# Assignment
Find the line containing "phrase -- thin wispy cloud" in the listing below. Repeat it exactly, along with each following line up to and including the one containing "phrase -- solitary tree".

# Supplied information

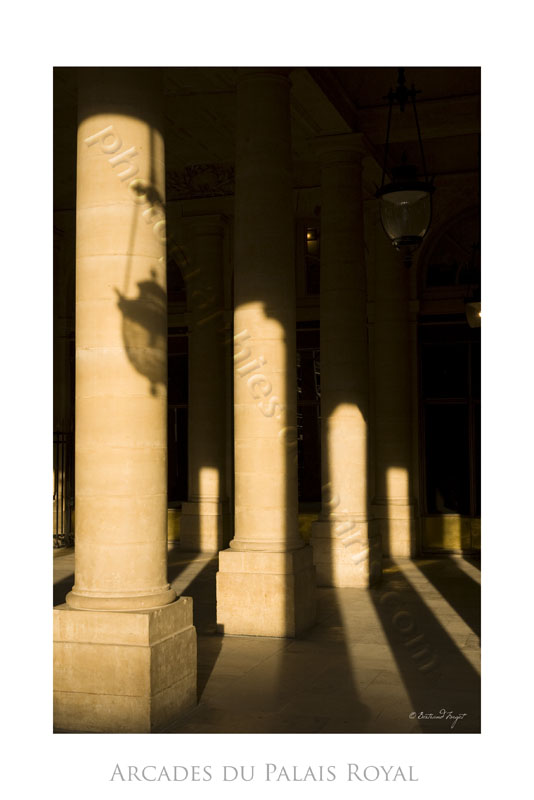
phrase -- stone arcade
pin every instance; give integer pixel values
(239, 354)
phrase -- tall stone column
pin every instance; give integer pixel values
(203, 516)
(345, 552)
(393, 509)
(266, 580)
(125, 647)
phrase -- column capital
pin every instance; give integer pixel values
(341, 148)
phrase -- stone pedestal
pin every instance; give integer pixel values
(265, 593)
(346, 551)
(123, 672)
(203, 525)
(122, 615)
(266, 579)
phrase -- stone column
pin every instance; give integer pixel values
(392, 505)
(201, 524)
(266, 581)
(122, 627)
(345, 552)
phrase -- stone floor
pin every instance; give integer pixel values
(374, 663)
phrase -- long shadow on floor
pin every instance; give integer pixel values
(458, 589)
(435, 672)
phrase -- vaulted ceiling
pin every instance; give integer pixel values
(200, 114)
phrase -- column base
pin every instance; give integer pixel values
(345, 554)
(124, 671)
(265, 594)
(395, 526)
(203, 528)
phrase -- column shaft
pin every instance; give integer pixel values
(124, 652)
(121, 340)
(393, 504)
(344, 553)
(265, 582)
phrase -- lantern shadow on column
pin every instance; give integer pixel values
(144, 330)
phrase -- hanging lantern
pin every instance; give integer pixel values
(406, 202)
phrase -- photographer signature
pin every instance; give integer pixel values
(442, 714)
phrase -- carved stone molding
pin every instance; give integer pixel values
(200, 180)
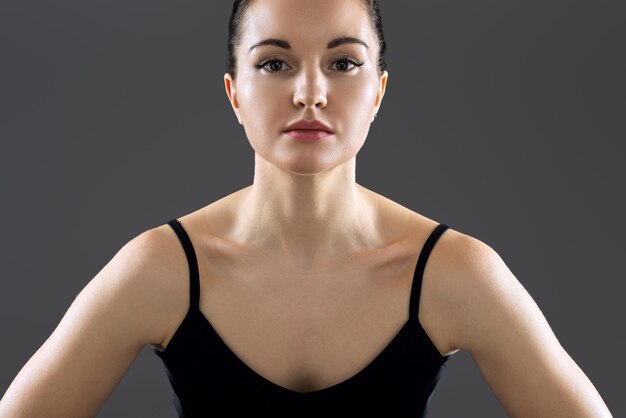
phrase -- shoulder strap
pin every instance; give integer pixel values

==

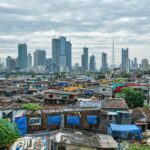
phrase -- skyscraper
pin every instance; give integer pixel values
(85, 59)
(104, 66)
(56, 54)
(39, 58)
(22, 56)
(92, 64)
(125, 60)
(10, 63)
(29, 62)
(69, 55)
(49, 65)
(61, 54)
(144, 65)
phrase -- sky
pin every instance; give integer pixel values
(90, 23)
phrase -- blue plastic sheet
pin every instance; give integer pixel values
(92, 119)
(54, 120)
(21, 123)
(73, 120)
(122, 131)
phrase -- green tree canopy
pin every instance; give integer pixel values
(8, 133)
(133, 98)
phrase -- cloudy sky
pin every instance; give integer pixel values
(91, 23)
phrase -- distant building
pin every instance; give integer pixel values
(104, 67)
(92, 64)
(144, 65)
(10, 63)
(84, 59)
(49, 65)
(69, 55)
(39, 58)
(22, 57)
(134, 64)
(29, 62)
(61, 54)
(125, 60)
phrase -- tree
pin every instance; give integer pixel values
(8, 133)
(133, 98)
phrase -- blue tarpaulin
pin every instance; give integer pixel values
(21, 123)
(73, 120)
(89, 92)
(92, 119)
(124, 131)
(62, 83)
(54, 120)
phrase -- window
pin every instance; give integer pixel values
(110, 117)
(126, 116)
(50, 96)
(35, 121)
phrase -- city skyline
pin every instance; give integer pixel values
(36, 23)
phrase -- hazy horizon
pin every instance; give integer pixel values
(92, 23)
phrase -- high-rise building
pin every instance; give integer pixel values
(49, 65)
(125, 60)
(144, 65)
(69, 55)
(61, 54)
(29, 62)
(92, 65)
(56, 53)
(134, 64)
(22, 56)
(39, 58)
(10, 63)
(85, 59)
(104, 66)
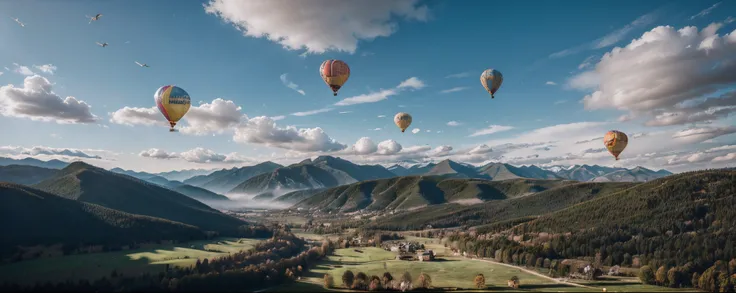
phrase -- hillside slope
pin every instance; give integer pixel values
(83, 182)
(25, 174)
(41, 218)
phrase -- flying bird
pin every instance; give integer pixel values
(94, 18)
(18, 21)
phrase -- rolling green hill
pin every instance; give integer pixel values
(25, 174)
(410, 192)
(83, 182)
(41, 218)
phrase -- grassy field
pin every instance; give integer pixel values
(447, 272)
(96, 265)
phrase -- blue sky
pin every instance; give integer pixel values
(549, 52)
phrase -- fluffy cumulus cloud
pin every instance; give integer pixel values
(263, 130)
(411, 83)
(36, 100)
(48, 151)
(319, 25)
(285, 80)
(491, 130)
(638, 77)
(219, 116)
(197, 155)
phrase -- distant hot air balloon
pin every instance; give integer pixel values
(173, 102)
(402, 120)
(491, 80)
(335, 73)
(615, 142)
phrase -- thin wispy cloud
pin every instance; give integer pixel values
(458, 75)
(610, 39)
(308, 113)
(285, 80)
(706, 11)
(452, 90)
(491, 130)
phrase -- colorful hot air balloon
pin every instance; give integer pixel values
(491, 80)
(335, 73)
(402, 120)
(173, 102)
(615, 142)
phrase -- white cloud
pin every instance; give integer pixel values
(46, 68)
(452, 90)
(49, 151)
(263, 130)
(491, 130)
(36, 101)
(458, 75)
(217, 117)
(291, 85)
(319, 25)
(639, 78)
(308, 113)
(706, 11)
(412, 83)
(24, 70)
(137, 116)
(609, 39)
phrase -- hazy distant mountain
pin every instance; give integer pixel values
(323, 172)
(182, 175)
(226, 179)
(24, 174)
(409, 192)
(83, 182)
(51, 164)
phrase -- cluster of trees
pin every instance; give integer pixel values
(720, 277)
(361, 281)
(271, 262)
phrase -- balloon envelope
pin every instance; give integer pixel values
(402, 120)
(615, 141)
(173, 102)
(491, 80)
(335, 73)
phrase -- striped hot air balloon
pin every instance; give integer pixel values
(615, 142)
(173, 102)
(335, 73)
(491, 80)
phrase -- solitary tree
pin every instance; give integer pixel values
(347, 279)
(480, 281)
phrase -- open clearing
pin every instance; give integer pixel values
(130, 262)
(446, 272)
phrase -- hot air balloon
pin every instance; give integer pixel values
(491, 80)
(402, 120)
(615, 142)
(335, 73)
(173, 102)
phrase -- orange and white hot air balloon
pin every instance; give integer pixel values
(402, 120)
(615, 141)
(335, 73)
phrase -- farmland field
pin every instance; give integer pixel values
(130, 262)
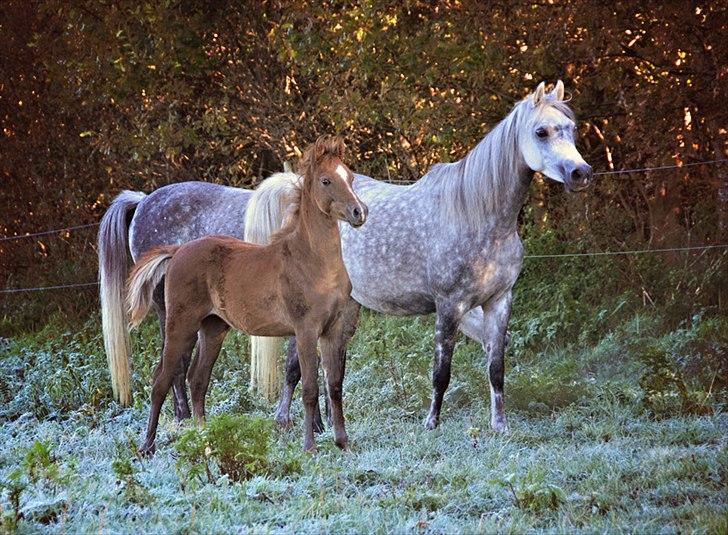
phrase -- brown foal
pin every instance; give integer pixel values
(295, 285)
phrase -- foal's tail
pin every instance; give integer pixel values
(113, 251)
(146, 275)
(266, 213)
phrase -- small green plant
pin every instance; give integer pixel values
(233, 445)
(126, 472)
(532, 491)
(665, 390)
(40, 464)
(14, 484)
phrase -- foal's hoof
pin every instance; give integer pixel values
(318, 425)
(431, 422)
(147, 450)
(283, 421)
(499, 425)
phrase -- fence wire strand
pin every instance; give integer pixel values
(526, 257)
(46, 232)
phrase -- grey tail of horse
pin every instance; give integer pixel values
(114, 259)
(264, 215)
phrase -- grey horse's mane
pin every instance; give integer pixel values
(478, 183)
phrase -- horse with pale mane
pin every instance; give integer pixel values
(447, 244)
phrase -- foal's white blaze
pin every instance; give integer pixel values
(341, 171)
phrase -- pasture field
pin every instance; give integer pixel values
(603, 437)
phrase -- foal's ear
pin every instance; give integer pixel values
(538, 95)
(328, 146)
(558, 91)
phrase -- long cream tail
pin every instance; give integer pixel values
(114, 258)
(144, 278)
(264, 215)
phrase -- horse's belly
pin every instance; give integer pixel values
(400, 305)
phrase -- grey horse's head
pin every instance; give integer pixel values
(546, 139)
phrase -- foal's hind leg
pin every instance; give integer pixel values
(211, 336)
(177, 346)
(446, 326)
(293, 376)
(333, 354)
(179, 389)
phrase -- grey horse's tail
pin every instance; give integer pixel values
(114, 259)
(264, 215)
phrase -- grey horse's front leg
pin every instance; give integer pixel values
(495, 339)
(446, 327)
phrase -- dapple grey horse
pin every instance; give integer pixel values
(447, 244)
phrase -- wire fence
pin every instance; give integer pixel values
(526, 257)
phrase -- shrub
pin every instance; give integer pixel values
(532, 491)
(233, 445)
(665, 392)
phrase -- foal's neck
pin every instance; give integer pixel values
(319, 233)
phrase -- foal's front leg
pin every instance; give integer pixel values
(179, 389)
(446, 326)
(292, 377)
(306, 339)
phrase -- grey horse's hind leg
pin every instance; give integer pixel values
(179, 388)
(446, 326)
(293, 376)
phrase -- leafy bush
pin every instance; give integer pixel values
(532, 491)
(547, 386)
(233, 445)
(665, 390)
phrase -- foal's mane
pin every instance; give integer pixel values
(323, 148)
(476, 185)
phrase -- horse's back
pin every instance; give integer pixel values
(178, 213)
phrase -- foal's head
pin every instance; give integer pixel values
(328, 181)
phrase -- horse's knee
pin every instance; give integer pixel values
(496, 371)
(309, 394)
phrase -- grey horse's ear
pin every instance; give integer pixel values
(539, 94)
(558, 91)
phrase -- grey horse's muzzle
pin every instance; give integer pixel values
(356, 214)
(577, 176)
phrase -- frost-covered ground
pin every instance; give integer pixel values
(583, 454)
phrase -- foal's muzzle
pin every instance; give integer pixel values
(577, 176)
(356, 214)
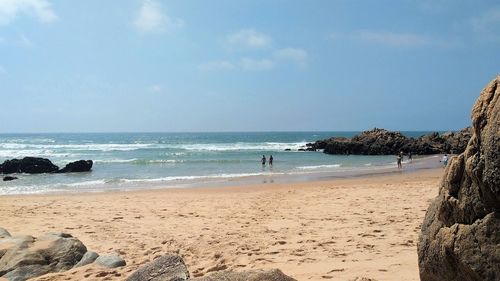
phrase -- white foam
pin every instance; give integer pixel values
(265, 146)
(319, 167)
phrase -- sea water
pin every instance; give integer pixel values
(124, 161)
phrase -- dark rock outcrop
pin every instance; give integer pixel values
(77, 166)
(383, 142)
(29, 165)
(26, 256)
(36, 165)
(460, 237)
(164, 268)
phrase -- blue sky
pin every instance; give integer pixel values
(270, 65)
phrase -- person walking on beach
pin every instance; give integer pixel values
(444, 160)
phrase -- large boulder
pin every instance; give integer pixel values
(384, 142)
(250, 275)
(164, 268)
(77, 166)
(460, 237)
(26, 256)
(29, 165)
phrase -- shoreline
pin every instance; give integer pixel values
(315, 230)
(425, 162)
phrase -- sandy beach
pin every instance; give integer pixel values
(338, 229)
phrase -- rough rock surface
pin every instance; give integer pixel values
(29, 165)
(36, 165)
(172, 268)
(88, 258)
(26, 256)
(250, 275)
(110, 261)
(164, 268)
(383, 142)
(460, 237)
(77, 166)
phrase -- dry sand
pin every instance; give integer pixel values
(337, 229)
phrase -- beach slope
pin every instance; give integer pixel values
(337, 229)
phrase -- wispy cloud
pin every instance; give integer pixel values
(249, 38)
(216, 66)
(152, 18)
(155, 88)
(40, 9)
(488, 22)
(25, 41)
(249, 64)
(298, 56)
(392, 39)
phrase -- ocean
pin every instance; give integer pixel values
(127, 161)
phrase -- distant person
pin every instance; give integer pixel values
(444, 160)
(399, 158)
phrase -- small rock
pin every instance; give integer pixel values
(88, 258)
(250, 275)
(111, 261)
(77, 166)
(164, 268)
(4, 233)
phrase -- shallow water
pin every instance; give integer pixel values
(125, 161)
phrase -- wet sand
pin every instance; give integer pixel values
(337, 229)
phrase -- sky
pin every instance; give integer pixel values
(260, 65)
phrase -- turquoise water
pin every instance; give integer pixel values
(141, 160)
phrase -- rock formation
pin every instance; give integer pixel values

# Task result
phrase -- thin wispy cloud
pin every instance; give integer pixel values
(458, 75)
(610, 39)
(308, 113)
(285, 80)
(706, 11)
(452, 90)
(491, 130)
phrase -- colorful hot air balloon
pin every instance; give integer pixel values
(491, 80)
(335, 73)
(402, 120)
(173, 102)
(615, 142)
phrase -- white cloud
pin every instance; give integer pixel values
(46, 68)
(452, 90)
(49, 151)
(263, 130)
(491, 130)
(36, 101)
(458, 75)
(217, 117)
(291, 85)
(319, 25)
(639, 78)
(308, 113)
(706, 11)
(412, 83)
(24, 70)
(137, 116)
(609, 39)
phrase -- hazy distant mountain
pin every instance; give integer pixel values
(323, 172)
(182, 175)
(226, 179)
(24, 174)
(409, 192)
(83, 182)
(51, 164)
phrase -- cluster of trees
pin every instance; give integer pixel values
(720, 277)
(361, 281)
(271, 262)
phrase -- balloon envelope
pin every instance; give integer pixel values
(402, 120)
(615, 141)
(173, 102)
(491, 80)
(335, 73)
phrase -- striped hot air balloon
pin every instance; give integer pixel values
(615, 142)
(173, 102)
(335, 73)
(491, 80)
phrase -- solitary tree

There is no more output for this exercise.